#### [PROBLEM STATEMENT]
The required result is a line count: how many lines in this data hold the word "instance". Give only that.

#### [EXTRACTED MATERIAL]
BEGIN

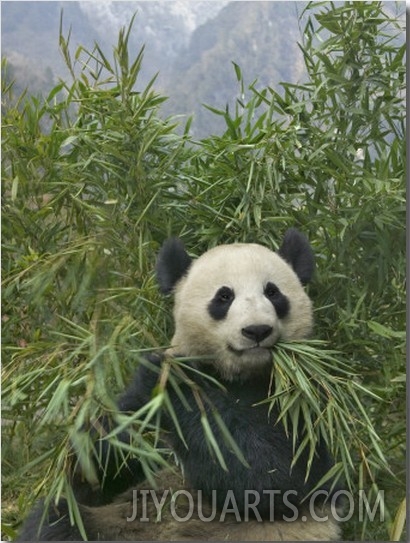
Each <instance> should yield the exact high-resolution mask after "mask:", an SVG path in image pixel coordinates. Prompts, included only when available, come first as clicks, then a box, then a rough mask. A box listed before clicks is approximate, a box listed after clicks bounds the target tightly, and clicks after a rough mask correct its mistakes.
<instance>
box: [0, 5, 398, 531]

END
BEGIN

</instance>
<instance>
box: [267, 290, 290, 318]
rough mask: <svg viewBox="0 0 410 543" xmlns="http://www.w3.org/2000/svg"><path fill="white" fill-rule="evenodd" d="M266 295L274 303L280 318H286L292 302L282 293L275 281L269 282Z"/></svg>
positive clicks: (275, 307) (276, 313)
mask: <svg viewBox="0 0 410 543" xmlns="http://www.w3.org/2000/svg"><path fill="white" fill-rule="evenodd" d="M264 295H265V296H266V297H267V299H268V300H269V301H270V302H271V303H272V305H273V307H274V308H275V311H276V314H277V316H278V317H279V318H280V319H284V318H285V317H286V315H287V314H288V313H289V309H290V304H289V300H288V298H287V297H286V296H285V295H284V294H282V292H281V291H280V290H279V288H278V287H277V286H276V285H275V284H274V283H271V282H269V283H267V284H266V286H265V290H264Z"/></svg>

END

#### [RESULT]
4